WORK TO BE COMPLETED ▸
Pick out and copy every line of the listing below that contains the string "green". Case counts.

▬▬▬▬▬▬

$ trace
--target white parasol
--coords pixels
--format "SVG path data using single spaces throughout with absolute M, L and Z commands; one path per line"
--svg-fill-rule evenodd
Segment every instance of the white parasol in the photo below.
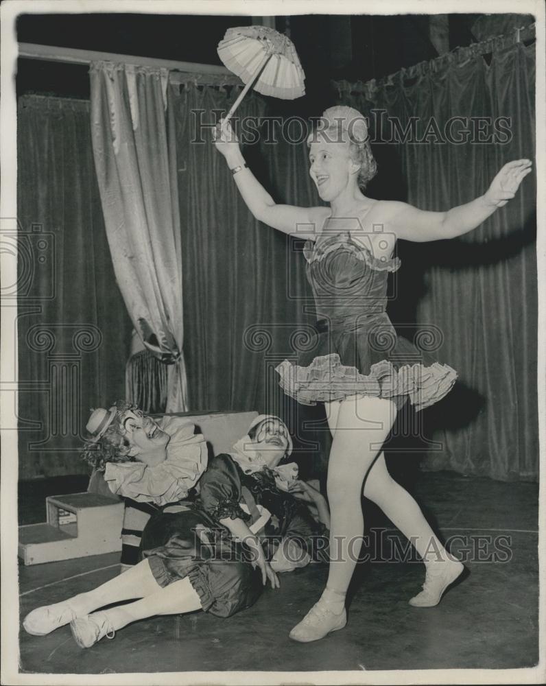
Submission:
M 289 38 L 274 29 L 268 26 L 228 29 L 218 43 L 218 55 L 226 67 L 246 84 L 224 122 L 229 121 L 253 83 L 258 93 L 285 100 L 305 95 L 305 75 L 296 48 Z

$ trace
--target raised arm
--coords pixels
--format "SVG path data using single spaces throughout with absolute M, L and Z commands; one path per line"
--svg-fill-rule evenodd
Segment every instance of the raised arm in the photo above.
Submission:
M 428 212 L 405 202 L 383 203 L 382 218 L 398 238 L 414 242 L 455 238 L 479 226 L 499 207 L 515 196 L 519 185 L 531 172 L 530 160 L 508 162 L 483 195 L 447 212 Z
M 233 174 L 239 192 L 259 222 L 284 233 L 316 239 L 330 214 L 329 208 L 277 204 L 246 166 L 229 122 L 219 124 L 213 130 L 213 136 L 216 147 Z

▬▬▬▬▬▬

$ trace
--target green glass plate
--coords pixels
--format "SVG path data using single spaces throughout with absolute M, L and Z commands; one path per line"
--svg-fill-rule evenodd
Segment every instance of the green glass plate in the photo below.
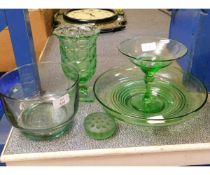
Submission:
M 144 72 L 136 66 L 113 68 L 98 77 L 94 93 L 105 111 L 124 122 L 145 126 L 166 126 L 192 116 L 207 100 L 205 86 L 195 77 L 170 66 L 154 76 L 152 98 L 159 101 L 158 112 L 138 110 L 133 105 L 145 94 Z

▬▬▬▬▬▬

THE ANSWER ▸
--target green glass plate
Segment every instance of the green glass plate in the photo below.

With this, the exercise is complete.